[Opening RECORD EXTRACTS section]
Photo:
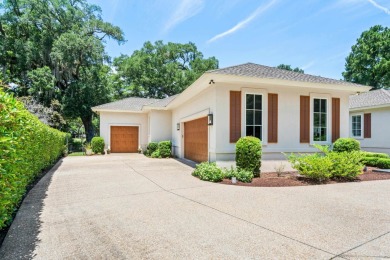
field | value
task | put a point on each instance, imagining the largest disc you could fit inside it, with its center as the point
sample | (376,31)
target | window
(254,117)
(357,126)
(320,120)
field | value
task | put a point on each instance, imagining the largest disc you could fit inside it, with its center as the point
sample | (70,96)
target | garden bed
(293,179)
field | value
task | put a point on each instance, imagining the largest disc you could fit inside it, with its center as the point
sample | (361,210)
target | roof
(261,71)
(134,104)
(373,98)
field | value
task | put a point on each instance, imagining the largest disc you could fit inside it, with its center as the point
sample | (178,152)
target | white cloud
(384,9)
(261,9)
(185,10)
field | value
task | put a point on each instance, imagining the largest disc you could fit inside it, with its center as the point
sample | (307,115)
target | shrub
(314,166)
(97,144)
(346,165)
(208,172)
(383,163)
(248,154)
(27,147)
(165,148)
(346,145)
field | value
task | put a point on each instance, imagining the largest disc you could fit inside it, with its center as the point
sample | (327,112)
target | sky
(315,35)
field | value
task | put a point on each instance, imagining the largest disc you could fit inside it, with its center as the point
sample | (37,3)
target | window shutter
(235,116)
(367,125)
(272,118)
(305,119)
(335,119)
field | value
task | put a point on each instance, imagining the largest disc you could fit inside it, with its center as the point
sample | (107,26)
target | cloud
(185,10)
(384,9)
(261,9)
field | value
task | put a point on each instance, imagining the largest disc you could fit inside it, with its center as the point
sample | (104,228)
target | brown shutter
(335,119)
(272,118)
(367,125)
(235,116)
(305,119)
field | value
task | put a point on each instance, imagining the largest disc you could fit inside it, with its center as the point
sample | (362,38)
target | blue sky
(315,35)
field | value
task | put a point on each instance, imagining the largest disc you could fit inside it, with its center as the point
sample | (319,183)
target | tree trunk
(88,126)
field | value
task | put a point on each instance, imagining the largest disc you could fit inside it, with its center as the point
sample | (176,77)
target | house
[Closing RECORD EXTRACTS section]
The required answer is each line of the entries containing the string "sample".

sample | (376,31)
sample | (70,96)
sample | (361,210)
sample | (178,152)
sample | (307,115)
sample | (327,112)
sample | (37,3)
sample | (107,26)
sample | (104,228)
sample | (362,38)
sample | (319,183)
sample | (176,77)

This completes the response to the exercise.